● Requirement: Render the material below as a two-column CSV with the columns "input" and "output", one row per item, putting each item's text under "input" and its answer under "output". Quote every field, replace line breaks with spaces, and omit the pictures.

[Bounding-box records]
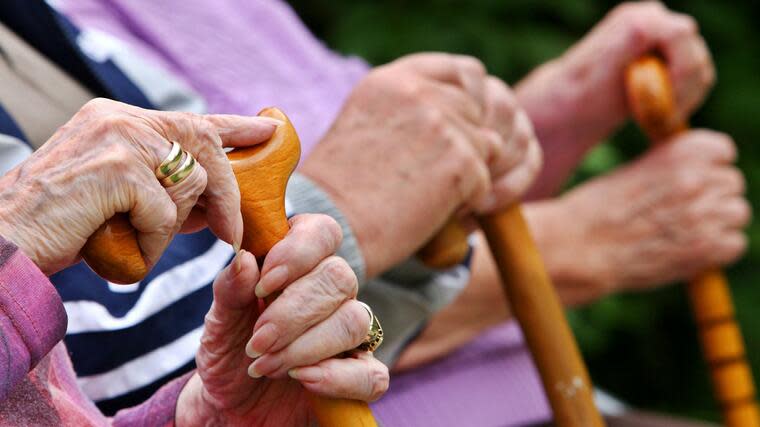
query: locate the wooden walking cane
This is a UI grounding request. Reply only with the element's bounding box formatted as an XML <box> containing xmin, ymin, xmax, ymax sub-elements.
<box><xmin>82</xmin><ymin>108</ymin><xmax>377</xmax><ymax>427</ymax></box>
<box><xmin>626</xmin><ymin>55</ymin><xmax>760</xmax><ymax>427</ymax></box>
<box><xmin>418</xmin><ymin>146</ymin><xmax>604</xmax><ymax>427</ymax></box>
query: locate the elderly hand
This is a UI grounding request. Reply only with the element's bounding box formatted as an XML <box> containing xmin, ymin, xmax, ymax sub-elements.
<box><xmin>177</xmin><ymin>215</ymin><xmax>389</xmax><ymax>426</ymax></box>
<box><xmin>301</xmin><ymin>53</ymin><xmax>540</xmax><ymax>277</ymax></box>
<box><xmin>528</xmin><ymin>130</ymin><xmax>751</xmax><ymax>304</ymax></box>
<box><xmin>518</xmin><ymin>2</ymin><xmax>715</xmax><ymax>148</ymax></box>
<box><xmin>0</xmin><ymin>99</ymin><xmax>277</xmax><ymax>274</ymax></box>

● Result of this exercise:
input,output
"query: locate the wooden walking cane This is a UI grounding request. Reply only with the element's bounding box formatted as an XML <box> containing xmin, ymin, xmax, ymax sub-elements.","<box><xmin>82</xmin><ymin>108</ymin><xmax>377</xmax><ymax>427</ymax></box> <box><xmin>626</xmin><ymin>55</ymin><xmax>760</xmax><ymax>427</ymax></box> <box><xmin>418</xmin><ymin>146</ymin><xmax>604</xmax><ymax>427</ymax></box>"
"query: locate the elderly hand This is a UI grounding request. Reply only with the element's bounding box formatted as an XML <box> containing xmin, ymin, xmax, ymax sub-elements.","<box><xmin>177</xmin><ymin>215</ymin><xmax>389</xmax><ymax>426</ymax></box> <box><xmin>301</xmin><ymin>53</ymin><xmax>540</xmax><ymax>277</ymax></box> <box><xmin>528</xmin><ymin>130</ymin><xmax>751</xmax><ymax>304</ymax></box> <box><xmin>518</xmin><ymin>2</ymin><xmax>715</xmax><ymax>148</ymax></box> <box><xmin>0</xmin><ymin>99</ymin><xmax>277</xmax><ymax>274</ymax></box>"